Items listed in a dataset
━━━

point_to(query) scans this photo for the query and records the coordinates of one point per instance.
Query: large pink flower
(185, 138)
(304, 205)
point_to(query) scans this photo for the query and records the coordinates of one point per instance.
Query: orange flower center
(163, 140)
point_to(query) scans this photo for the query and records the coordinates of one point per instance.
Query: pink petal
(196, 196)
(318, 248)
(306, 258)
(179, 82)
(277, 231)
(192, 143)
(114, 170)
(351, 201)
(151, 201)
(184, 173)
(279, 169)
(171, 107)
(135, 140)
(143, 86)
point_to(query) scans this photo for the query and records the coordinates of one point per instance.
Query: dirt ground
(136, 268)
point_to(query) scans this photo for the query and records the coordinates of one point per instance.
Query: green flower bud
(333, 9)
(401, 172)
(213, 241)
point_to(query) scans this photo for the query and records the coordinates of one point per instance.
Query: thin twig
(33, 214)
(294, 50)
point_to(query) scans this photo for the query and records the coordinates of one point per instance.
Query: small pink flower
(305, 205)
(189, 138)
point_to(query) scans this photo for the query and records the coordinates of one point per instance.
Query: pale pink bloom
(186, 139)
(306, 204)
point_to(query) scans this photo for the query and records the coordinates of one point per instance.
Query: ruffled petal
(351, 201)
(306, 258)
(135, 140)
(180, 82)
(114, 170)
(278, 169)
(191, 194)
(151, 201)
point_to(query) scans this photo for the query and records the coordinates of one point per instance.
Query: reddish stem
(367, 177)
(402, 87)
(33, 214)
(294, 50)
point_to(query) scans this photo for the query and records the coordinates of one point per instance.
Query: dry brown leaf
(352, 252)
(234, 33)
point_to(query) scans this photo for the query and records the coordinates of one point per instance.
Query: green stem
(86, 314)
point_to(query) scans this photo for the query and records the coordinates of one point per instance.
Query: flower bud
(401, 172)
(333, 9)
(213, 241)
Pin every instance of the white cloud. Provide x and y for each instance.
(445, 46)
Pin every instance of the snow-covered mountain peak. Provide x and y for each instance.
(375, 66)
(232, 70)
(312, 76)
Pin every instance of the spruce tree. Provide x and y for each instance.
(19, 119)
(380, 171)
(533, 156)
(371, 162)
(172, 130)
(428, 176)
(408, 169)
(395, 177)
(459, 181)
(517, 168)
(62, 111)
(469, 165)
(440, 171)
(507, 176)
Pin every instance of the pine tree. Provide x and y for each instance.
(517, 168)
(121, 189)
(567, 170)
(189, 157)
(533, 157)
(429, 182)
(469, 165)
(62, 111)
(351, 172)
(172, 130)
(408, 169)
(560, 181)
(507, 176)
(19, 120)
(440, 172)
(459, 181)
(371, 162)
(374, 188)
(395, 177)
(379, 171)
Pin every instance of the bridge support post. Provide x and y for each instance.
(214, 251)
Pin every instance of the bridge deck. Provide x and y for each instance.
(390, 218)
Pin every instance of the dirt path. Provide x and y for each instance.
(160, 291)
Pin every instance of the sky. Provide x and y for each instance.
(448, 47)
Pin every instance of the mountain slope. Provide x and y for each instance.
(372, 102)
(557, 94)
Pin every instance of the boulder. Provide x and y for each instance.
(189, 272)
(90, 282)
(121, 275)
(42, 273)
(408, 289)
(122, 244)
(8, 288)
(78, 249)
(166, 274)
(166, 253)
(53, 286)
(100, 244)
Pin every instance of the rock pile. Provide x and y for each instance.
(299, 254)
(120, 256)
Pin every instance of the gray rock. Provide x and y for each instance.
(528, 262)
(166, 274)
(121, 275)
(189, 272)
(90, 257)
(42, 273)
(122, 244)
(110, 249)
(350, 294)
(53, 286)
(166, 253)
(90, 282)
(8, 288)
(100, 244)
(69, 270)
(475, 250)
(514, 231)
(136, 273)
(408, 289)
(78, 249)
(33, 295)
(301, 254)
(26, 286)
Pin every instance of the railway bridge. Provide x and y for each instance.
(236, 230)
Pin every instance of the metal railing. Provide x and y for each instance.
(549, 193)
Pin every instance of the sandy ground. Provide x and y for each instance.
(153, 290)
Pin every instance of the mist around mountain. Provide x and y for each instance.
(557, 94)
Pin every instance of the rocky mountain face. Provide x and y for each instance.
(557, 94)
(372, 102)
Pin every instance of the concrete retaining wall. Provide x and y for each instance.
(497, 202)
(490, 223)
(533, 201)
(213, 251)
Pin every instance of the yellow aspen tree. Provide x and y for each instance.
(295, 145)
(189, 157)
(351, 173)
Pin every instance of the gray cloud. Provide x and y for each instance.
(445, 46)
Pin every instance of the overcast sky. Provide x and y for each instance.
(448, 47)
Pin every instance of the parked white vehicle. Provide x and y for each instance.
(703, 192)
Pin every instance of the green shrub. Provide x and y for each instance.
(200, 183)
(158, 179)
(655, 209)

━━━

- [Your instructions]:
Produce an exact copy of every entry above.

- [Reply]:
point_to(query) scans this photo for the query and records the coordinates of one point per instance.
Query: large pink flower
(185, 138)
(304, 205)
point_to(query) scans this photo for the query and records the coordinates of one point per instance.
Query: orange flower center
(163, 140)
point_to(query) scans this photo for the query and records the coordinates of one point per instance.
Query: pink petal
(196, 196)
(318, 248)
(306, 258)
(179, 82)
(277, 231)
(192, 143)
(114, 170)
(351, 201)
(151, 201)
(184, 173)
(279, 169)
(171, 107)
(135, 140)
(143, 86)
point_to(query) scans this photo for the query and records the coordinates of one point per instance.
Query: dirt ground
(136, 268)
point_to(query) scans this photo for the query and records the coordinates of one point per instance.
Query: green flower bud
(333, 9)
(401, 172)
(213, 241)
point_to(query) scans this photo for the query and records the coordinates of one point per instance.
Query: thin twig
(33, 214)
(294, 50)
point_to(query) scans this photo for the query and records the coordinates of one point per instance.
Query: small pink flower
(305, 205)
(189, 138)
point_to(query) scans this photo for the query and records the coordinates of one point per instance.
Query: pale pink bloom
(186, 139)
(306, 204)
point_to(query) scans this photo for the query and records the coordinates of one point per instance.
Query: ruffled petal
(351, 201)
(306, 258)
(135, 140)
(180, 82)
(114, 170)
(278, 169)
(191, 194)
(151, 201)
point_to(query) scans this photo for the query and records the coordinates of one point per instance.
Query: reddish stem
(367, 177)
(402, 87)
(33, 214)
(294, 50)
point_to(query) scans this photo for the query and records the coordinates of one point per instance.
Query: dry brown leaf
(352, 252)
(234, 33)
point_to(query) scans this photo for the query and records the coordinates of one point per instance.
Query: green stem
(86, 314)
point_to(query) scans this photo for the query and records the coordinates of one point per instance.
Query: flower bud
(401, 172)
(333, 9)
(213, 241)
Pin every instance of the white cloud. Provide x and y for each instance.
(445, 46)
Pin every instance of the snow-covered mountain peak. Provide x and y for each instance.
(375, 66)
(232, 70)
(312, 76)
Pin every instance of the spruce tree. Provide x and y for each instance.
(19, 119)
(380, 171)
(533, 156)
(371, 162)
(172, 130)
(428, 176)
(408, 169)
(395, 177)
(459, 181)
(517, 168)
(62, 111)
(469, 165)
(440, 171)
(507, 176)
Pin every instance of the pine tree. Provide x and y for each instance.
(517, 168)
(121, 189)
(567, 170)
(189, 157)
(533, 157)
(429, 182)
(469, 165)
(62, 111)
(351, 172)
(172, 130)
(408, 169)
(560, 181)
(507, 176)
(19, 120)
(440, 172)
(459, 181)
(371, 162)
(374, 188)
(395, 177)
(379, 171)
Pin every instance of the bridge support post. Provide x and y for each instance.
(214, 251)
Pin every instance of the bridge deck. Provide x and y for each instance.
(390, 218)
Pin every instance of the dirt path. Provide x and y for each instance.
(160, 291)
Pin every instance of the sky. Provide x and y for each instance.
(448, 47)
Pin every instance of the mountain slope. Provide x and y for each instance.
(372, 102)
(557, 94)
Pin every instance of the boulder. Provide x and y for each instance.
(189, 272)
(90, 282)
(121, 275)
(42, 273)
(408, 289)
(122, 244)
(8, 288)
(78, 249)
(166, 274)
(166, 253)
(53, 286)
(100, 244)
Pin every instance of the rock pile. Provide x and y for each instance.
(299, 254)
(120, 256)
Pin every instance of the gray rock. Provide x and y for each instance.
(528, 262)
(166, 274)
(121, 275)
(189, 272)
(90, 257)
(42, 273)
(122, 244)
(110, 249)
(350, 294)
(53, 286)
(166, 253)
(90, 282)
(8, 288)
(100, 244)
(69, 270)
(475, 250)
(514, 231)
(136, 273)
(408, 289)
(78, 249)
(33, 295)
(301, 254)
(26, 286)
Pin every instance of the railway bridge. Provide x and y for each instance.
(236, 230)
Pin every instance of the metal railing. Provide x and y for each instance.
(549, 193)
Pin every instance of the sandy ground. Provide x and y for each instance.
(153, 290)
Pin every instance of the mist around mountain. Provide x and y for each instance.
(557, 94)
Pin every instance of the rocky mountain face. Provide x and y for each instance.
(557, 94)
(372, 102)
Pin every instance of the concrete retaining wall. Provide x and y for each instance.
(497, 202)
(490, 223)
(533, 201)
(213, 251)
Pin every instance of the yellow aspen tree. Provide x and y for each instance.
(295, 145)
(189, 157)
(351, 173)
Pin every instance of the gray cloud. Provide x and y for each instance.
(445, 46)
Pin every instance of the overcast sky. Provide x and y for each instance.
(448, 47)
Pin every instance of the parked white vehicle. Provide x and y for each instance.
(703, 192)
Pin every instance of the green shrub. Provide x and y for each instance.
(200, 183)
(158, 179)
(655, 209)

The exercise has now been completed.